Dataset entries
--------------------
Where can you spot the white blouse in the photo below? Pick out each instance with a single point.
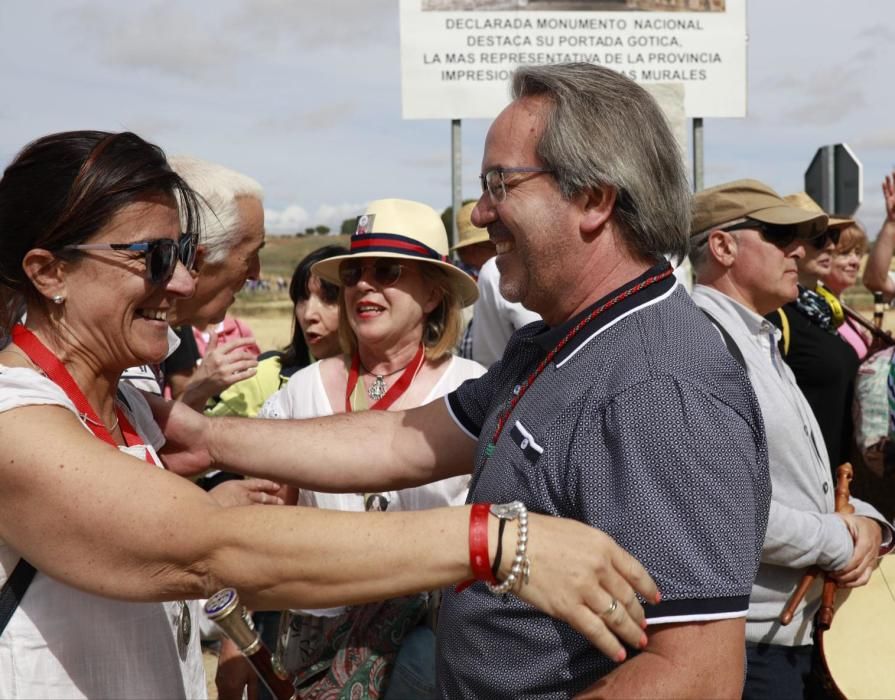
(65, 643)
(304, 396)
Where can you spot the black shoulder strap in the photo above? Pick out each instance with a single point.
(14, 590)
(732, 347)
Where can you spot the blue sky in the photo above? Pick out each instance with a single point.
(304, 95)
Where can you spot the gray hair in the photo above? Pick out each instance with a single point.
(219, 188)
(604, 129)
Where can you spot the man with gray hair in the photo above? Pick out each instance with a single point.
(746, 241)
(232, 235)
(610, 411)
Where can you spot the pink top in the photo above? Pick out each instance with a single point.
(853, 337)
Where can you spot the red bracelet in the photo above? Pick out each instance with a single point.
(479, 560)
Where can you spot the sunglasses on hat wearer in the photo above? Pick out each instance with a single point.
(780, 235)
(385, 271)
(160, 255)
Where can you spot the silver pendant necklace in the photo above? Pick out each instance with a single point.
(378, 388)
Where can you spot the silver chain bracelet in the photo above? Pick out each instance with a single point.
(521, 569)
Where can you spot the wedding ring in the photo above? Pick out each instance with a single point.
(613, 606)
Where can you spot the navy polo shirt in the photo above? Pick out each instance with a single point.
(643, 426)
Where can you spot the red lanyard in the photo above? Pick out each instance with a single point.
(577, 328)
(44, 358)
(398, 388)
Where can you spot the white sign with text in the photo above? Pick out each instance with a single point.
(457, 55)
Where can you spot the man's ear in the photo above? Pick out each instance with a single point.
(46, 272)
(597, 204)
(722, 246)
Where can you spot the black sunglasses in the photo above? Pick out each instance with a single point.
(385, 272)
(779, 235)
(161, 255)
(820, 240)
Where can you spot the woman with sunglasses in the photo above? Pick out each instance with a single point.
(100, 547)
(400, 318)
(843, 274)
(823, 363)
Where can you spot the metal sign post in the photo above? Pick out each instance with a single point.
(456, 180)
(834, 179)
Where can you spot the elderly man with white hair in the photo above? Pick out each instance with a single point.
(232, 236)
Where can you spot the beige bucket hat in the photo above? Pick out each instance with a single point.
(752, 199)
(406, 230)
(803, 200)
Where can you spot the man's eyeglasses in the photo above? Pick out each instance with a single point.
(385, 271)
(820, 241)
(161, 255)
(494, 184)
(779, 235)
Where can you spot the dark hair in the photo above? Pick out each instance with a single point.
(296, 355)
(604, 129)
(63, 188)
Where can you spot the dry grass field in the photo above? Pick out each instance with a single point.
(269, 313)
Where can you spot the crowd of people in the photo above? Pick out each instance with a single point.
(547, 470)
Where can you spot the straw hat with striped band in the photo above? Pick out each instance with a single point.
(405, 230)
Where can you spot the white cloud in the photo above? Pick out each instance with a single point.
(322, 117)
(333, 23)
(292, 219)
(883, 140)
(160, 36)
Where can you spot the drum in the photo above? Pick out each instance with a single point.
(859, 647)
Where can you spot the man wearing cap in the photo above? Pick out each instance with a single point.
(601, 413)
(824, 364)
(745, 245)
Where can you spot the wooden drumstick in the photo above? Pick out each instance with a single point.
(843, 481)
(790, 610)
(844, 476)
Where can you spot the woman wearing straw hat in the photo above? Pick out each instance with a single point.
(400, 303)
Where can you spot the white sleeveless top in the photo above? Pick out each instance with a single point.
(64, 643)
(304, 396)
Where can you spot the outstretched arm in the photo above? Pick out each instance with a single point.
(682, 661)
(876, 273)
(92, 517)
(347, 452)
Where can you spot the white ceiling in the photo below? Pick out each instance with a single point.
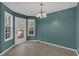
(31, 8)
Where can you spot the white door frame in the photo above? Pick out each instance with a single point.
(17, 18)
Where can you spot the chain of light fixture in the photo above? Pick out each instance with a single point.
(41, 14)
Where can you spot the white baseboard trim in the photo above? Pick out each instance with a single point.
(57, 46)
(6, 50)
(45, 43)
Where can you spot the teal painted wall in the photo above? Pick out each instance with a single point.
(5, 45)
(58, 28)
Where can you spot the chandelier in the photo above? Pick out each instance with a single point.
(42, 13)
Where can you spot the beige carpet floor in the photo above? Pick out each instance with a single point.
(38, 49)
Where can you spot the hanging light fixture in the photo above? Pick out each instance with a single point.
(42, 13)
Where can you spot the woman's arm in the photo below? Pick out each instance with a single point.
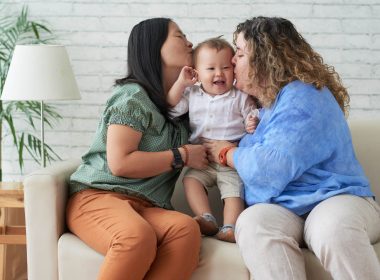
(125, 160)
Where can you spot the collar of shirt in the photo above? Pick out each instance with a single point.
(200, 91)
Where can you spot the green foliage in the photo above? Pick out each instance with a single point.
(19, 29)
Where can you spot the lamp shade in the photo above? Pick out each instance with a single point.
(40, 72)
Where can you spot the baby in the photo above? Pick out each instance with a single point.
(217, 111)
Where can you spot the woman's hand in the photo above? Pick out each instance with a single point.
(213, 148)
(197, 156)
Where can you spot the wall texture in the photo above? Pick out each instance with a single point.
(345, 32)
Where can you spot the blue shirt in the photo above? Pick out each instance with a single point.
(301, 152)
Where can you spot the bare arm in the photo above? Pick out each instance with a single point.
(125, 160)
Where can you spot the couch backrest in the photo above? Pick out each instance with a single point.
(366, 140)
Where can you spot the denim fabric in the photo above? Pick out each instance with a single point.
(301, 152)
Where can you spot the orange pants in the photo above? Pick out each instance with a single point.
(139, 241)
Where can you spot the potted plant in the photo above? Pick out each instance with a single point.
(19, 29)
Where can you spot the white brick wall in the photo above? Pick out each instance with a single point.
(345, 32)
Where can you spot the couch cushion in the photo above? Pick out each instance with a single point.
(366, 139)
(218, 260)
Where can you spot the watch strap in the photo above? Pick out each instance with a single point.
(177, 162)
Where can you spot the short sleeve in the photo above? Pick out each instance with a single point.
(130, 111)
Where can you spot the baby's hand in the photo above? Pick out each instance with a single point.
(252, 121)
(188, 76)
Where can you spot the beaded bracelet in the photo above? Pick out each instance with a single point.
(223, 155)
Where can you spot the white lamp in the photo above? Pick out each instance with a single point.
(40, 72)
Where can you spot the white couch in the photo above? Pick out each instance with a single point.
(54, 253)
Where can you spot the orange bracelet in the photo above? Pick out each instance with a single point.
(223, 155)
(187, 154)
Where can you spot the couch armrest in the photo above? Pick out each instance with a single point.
--------------------
*Exercise brief*: Write out the data word for word, with every picture dropped.

*Answer for this exercise*:
Where can you spot the white blouse in the photo below? Pick out each instance with a single point.
(65, 643)
(304, 396)
Where can you spot the black shoulder strap in the photo above? Pick out each instance with a single point.
(14, 590)
(732, 347)
Where can you spot the blue sky in the photo above? Pick out each instance with a single point.
(304, 95)
Where can you spot the gray hair in the photo above? Pick out each instance with a single point.
(219, 188)
(604, 129)
Where can you spot the man with gray hair in the photo above? Pick out each instance with a single point.
(746, 241)
(232, 235)
(610, 411)
Where can you spot the pink top in the photo above? Pick out each instance with a single point.
(853, 337)
Where can you spot the red bracelet in the photo above? Pick out each instance with a single point.
(479, 560)
Where can you spot the sunglasses on hat wearer in the photo above? Pick out each instance with a single point.
(780, 235)
(385, 271)
(160, 255)
Where can you spot the silver pendant necklace in the photo above? Pick out each instance with a single point.
(378, 388)
Where can you spot the silver chain bracelet in the photo above? Pick out each instance with a single point.
(521, 569)
Where can you spot the wedding ring in the photo above? Pick out each instance with a single point.
(613, 606)
Where can you spot the navy polo shirt in the photo above? Pick out each instance with a single point.
(643, 426)
Where can you spot the red lanyard in the photo above? Pick out each instance with a single point.
(577, 328)
(44, 358)
(398, 388)
Where can you spot the white sign with text in the photo above? Pick out each instance with a single point.
(457, 55)
Where can you spot the man's ear in the photo above? Pick out each instance with a single point.
(46, 272)
(597, 204)
(722, 246)
Where can you spot the black sunglasses in the photo above? Pick out each instance with a single point.
(385, 272)
(779, 235)
(161, 255)
(820, 240)
Where can you spot the woman with sunglasses in the photo above? Pick out each instance with a single point.
(100, 547)
(400, 318)
(843, 274)
(823, 363)
Where can you spot the metal sign post in the photo above? Pick out each instance with a single point.
(456, 180)
(834, 179)
Where can you spot the elderly man with white hair in the photo above? Pick out each instance with a single point.
(232, 236)
Where can you spot the beige bucket hat in the photo above? Pick out each instance with a single point.
(752, 199)
(406, 230)
(803, 200)
Where can you spot the man's eyeglasses in the photo above? Pick out each instance with a single point.
(385, 271)
(820, 241)
(161, 255)
(494, 184)
(779, 235)
Where can you spot the dark hair in the photo above? Pick out each instance with a single point.
(296, 355)
(604, 129)
(63, 188)
Where can you spot the dry grass field in the photo above? Pick out each instance with a single point.
(269, 313)
Where can you spot the crowd of people in the photo above? Pick out each instance with a single point.
(547, 470)
Where can you spot the straw hat with striped band in the photo above? Pick out each instance with a single point.
(405, 230)
Where can you spot the white cloud in the photo above? Pick out each instance with a single point.
(322, 117)
(333, 23)
(292, 219)
(883, 140)
(160, 36)
Where can you spot the drum in the photo above? Pick out each instance with a single point.
(859, 647)
Where can you spot the man wearing cap in the photo above? Pick out each instance with a single point.
(601, 413)
(824, 364)
(745, 245)
Where can you spot the wooden drumstick in the photo above? Pick out each instance with a single point.
(843, 481)
(790, 610)
(844, 476)
Where can you spot the woman wearing straw hat in the photo above? Pick out each instance with a single point.
(400, 303)
Where can you spot the white sleeveless top in the photo above? Pick out each instance with a single point.
(64, 643)
(304, 396)
Where can you spot the outstretched arm in the photo above? Pick out each instance with a single point.
(682, 661)
(876, 273)
(92, 517)
(347, 452)
Where can you spot the white ceiling in the photo below? Pick out each instance with a single point.
(31, 8)
Where can you spot the white door frame in the photo above? Pick out each instance with a single point.
(17, 18)
Where can you spot the chain of light fixture in the photo above? Pick out each instance with a single point.
(41, 14)
Where can you spot the white baseboard trim in the photo above? Pick out each instance with a single point.
(57, 46)
(6, 50)
(45, 43)
Where can you spot the teal painted wall in the photo above? Pick out each instance with a single point.
(5, 45)
(58, 28)
Where can you spot the chandelier in the photo above? Pick out each instance with a single point.
(42, 13)
Where can you spot the beige carpet floor in the photo above? Pick out each instance with a single point.
(38, 49)
Where can you spot the hanging light fixture in the photo above? Pick out each instance with a single point.
(42, 13)
Where can you spot the woman's arm in the photo below? Pick out each instance with a single point.
(125, 160)
Where can you spot the collar of shirt in the photo above? Pick out each instance with a single point.
(200, 91)
Where can you spot the green foliage in the photo above? Pick out each instance with a single point.
(19, 29)
Where can you spot the lamp shade in the photo above? Pick out each instance with a single point.
(40, 72)
Where can you spot the baby in the photo above? Pick out each instance with a single point.
(217, 111)
Where can you spot the woman's hand in the photo above? Pick out each instance with a single point.
(213, 148)
(197, 156)
Where can you spot the wall texture in the photo above? Pick out each instance with a single point.
(345, 32)
Where can you spot the blue shirt in the photo above? Pick out each instance with a single point.
(301, 152)
Where can you spot the bare arm in the photo above? Pick out each instance with a single point.
(125, 160)
Where can you spot the couch backrest in the photo above? Pick out each instance with a single point.
(366, 140)
Where can you spot the denim fabric in the photo above? Pick out each instance with a single point.
(301, 152)
Where can you spot the orange pants in the photo above? Pick out each instance with a single point.
(139, 241)
Where can you spot the potted plant in the photo above? Pick out each instance with a single point.
(19, 29)
Where can you spot the white brick wall in the photo above? Pick out each instance with a single point.
(345, 32)
Where can you spot the couch cushion in the photo above? Pick out each instance with a single point.
(366, 139)
(218, 260)
Where can you spot the watch strap in the photo above? Pick out each instance with a single point.
(177, 162)
Where can you spot the short sleeve in the photo above? Pick out each instance with a single point.
(130, 111)
Where can you spot the baby's hand in the photo above? Pick out each instance with a single point.
(252, 121)
(188, 76)
Where can you spot the beaded bracelet in the photo above? Pick out each instance with a single point.
(223, 155)
Where can you spot the white lamp in the photo above? Pick out each instance with a single point.
(40, 72)
Where can you spot the white couch in the photo above? Pick out each instance with a single point.
(54, 253)
Where can you spot the orange bracelet in the photo above? Pick out each instance with a single point.
(223, 155)
(187, 154)
Where can you spot the couch armrest in the photo above? Pick out each instance with a single point.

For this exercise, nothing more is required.